• _Exercise_
Start at the line in the entries below that contains "pixel 640 297", stop at the line that contains "pixel 138 90", and output exactly the lines in that span, both ends included.

• _Material shown_

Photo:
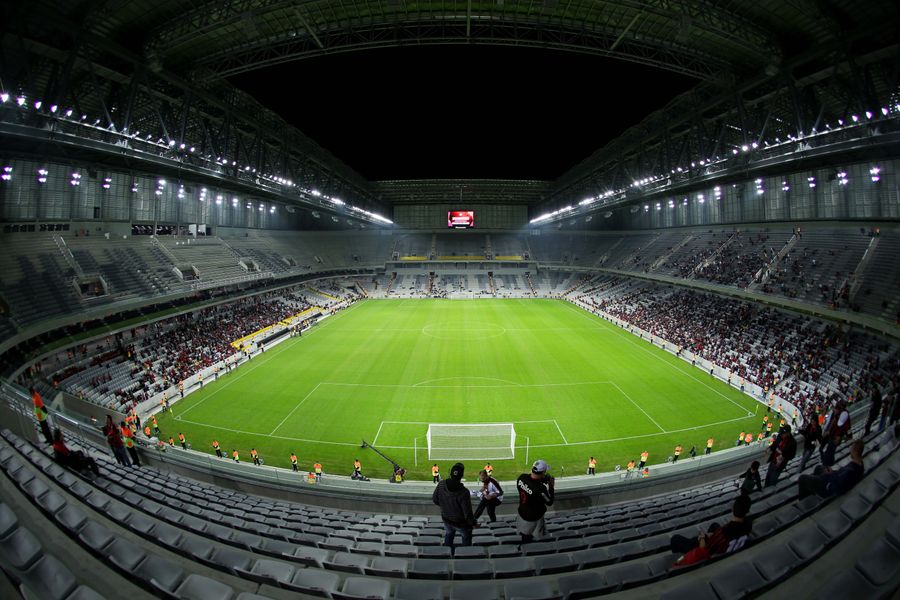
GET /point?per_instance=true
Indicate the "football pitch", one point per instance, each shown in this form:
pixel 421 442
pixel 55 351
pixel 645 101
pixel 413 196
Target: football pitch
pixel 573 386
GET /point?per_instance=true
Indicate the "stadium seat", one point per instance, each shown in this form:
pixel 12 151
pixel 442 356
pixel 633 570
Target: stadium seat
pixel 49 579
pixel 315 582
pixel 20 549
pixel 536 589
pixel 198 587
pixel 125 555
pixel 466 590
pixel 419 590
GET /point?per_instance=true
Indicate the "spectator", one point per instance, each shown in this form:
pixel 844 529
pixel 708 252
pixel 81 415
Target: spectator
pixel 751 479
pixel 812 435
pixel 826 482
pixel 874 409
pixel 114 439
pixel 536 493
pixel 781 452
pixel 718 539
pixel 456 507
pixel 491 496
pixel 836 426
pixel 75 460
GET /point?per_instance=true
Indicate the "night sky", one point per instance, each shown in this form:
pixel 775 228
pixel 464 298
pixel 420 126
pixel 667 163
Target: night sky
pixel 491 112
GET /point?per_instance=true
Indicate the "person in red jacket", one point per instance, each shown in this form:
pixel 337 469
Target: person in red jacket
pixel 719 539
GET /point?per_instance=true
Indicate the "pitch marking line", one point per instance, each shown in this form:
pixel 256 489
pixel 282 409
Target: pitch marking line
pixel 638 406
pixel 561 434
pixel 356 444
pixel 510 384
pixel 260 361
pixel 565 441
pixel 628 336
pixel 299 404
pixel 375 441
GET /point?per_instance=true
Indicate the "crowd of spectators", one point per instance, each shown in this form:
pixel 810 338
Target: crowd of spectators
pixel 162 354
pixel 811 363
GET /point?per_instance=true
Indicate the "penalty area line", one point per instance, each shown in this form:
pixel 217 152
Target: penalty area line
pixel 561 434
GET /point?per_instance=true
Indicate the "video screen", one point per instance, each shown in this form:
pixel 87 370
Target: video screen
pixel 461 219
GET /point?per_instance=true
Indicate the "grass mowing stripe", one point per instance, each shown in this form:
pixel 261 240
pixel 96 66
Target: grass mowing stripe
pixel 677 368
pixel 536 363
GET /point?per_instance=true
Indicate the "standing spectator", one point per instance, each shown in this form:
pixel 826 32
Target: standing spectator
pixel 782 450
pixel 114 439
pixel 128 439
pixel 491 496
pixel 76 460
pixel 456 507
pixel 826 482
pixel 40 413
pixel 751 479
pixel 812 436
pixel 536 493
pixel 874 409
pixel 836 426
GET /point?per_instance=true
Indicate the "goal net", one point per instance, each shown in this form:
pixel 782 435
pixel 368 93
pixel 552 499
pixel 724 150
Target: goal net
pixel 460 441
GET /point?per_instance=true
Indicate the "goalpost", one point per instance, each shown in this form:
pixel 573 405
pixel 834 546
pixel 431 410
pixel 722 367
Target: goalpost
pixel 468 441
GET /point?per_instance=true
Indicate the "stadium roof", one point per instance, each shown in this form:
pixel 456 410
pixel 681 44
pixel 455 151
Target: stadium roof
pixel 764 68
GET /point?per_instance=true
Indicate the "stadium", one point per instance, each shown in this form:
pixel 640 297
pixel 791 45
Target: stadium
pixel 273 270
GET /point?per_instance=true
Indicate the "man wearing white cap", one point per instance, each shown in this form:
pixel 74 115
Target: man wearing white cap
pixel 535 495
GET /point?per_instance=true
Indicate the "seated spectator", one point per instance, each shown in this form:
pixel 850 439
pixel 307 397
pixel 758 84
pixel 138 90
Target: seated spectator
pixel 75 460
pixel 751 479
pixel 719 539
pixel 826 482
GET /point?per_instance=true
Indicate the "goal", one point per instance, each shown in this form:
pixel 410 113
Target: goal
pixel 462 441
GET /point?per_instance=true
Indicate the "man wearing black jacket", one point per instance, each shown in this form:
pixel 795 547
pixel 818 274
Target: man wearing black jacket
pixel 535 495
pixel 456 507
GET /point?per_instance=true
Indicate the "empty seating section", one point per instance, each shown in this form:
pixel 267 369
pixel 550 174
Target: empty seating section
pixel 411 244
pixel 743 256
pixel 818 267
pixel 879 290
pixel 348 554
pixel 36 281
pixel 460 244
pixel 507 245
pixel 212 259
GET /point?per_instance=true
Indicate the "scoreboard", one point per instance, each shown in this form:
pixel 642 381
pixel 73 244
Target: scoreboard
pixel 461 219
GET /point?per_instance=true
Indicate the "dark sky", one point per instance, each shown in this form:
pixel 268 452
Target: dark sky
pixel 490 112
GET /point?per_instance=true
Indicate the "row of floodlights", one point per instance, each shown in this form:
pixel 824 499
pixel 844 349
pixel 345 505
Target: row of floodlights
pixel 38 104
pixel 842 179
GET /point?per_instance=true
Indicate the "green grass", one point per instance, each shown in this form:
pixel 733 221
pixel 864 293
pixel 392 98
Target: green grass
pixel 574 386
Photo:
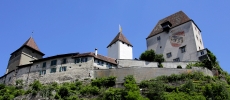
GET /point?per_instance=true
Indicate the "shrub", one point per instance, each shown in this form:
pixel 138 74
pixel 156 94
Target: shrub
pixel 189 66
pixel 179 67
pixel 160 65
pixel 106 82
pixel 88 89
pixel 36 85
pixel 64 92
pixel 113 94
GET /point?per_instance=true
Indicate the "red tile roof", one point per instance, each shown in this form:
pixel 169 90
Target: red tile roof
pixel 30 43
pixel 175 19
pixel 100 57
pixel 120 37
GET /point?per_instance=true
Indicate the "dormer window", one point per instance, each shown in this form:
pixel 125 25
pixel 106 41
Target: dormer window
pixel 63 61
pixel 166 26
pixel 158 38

• _Your response_
pixel 640 297
pixel 791 45
Target: stadium
pixel 273 270
GET /point?per_instance=true
Indicate the "man wearing white cap", one point per instance, each shown in this form:
pixel 74 115
Target: man wearing white cap
pixel 535 495
GET /point?per_instance=true
Indicate the "seated spectator", one point per instance, each shown in this form:
pixel 850 439
pixel 307 397
pixel 758 84
pixel 138 90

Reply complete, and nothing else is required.